[THE REQUEST]
Your task is to transcribe the records exactly, skipping every image.

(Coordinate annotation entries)

* Start *

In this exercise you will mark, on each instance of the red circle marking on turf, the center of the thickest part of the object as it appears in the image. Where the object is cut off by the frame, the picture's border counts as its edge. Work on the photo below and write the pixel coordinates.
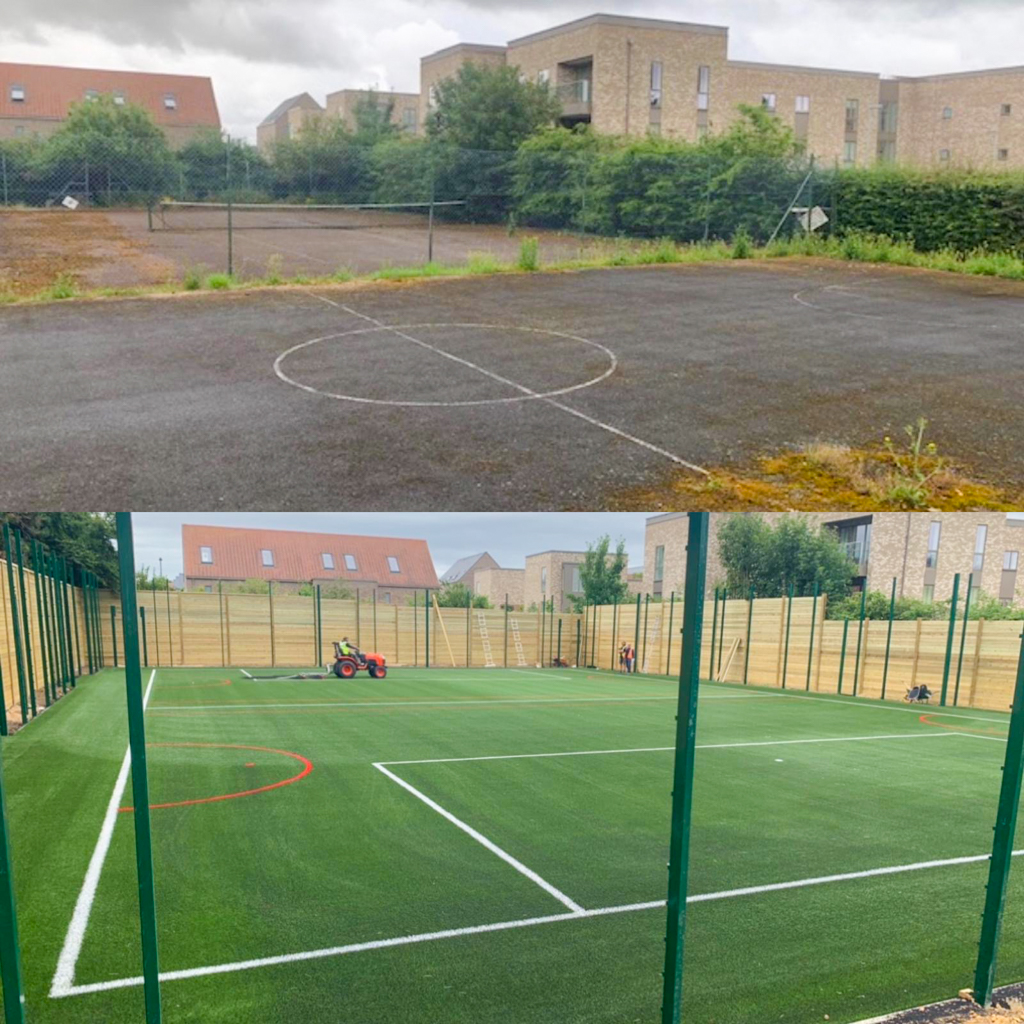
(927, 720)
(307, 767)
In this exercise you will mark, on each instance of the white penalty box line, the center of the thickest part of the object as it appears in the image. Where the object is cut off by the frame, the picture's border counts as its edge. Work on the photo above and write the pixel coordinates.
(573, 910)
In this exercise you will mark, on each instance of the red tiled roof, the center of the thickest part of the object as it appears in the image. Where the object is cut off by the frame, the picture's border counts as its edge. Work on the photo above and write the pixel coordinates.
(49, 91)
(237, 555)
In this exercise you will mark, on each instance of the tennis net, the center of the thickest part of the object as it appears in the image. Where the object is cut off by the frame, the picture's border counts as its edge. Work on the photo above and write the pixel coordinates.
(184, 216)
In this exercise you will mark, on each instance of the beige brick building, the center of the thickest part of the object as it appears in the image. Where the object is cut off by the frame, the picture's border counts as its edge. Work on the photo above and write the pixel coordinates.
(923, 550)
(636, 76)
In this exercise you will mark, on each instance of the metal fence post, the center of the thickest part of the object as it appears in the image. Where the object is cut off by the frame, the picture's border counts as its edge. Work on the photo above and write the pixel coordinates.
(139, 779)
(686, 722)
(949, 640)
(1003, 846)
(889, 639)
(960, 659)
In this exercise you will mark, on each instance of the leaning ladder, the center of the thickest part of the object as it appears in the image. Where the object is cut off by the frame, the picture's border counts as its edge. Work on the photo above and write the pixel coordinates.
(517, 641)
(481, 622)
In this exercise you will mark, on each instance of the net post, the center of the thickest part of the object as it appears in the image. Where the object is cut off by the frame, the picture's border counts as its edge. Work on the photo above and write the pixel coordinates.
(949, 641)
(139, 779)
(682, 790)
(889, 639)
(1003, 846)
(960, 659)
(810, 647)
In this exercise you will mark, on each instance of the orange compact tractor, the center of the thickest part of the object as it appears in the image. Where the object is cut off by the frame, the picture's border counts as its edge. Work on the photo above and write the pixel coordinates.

* End *

[ANSWER TO THIS PROBLEM]
In this exercise you will mark, on each instance of the red circle marking on turf, the center of the thickest part of the object as it appears in the image. Where the object is cut off by the frame, the picture's border counts as its edge. Work on the photo below and write the pixel coordinates.
(927, 720)
(307, 767)
In this exercise you will mark, on each instance of the white penalty box line, the center of the thickest part of the object as it appears in the image. Where the object is cut off by the frame, the picture's border counts as its edge. Work on the photo above and write the pixel coordinates.
(573, 910)
In this exercise you will mark, on each instance of the red tiled roof, the center of the thickest part of the object as it appears in the image. Where the object is cut off by the frame, the picture's border counts as its edge. Work on the photo above and write the pixel coordinates.
(49, 91)
(237, 555)
In this exercise you will mark, on each instance of the tennis net, the center of the thickest part of the object as it appears in the image. Where the object is cut off by the frame, the picture's border counts as its edge. Work on the photo above and write the pixel coordinates.
(184, 216)
In this exercise you will mark, on each instance of the beige brick building, the center of the thickest part of the object as it appears in the image. Where the object is cut off by the frame, the picture's border counts as its edge. Work on the photo above and write the pixel coordinates.
(923, 550)
(636, 76)
In this exercise you will mark, on each instance of the metal fence post, the center of the thickest part of the object as it appears in the image. Where the object is cut off by the frame, the picture's border counts as its edge. Work on the photo above and write the pixel coordinates.
(139, 779)
(686, 722)
(949, 640)
(1003, 846)
(889, 639)
(960, 659)
In this exercise you will mark, on each instance of the leaning ladder, the center of the thickest part of the object as it appears in the image. Where the object is cut off by the frame, the picture's border counts as its edge. Work on the photo above and write the pixel coordinates.
(517, 641)
(481, 622)
In this exercise you will mark, on each instance of the net post, the center of the thickest part of the object as it appears in the image. Where the object is cut off by the frame, the picture's border counts as its edge. Work on the photo above and write the pixel coordinates.
(949, 641)
(139, 779)
(682, 790)
(889, 639)
(1003, 846)
(960, 659)
(810, 647)
In this exercise you will mark, on each instance of the orange compact tractor, the center of the thickest part of the object as it appears in the image. Where the object is cut off by the frame, the picture's border counts as its edge. Work on the photo above and write the pixel coordinates.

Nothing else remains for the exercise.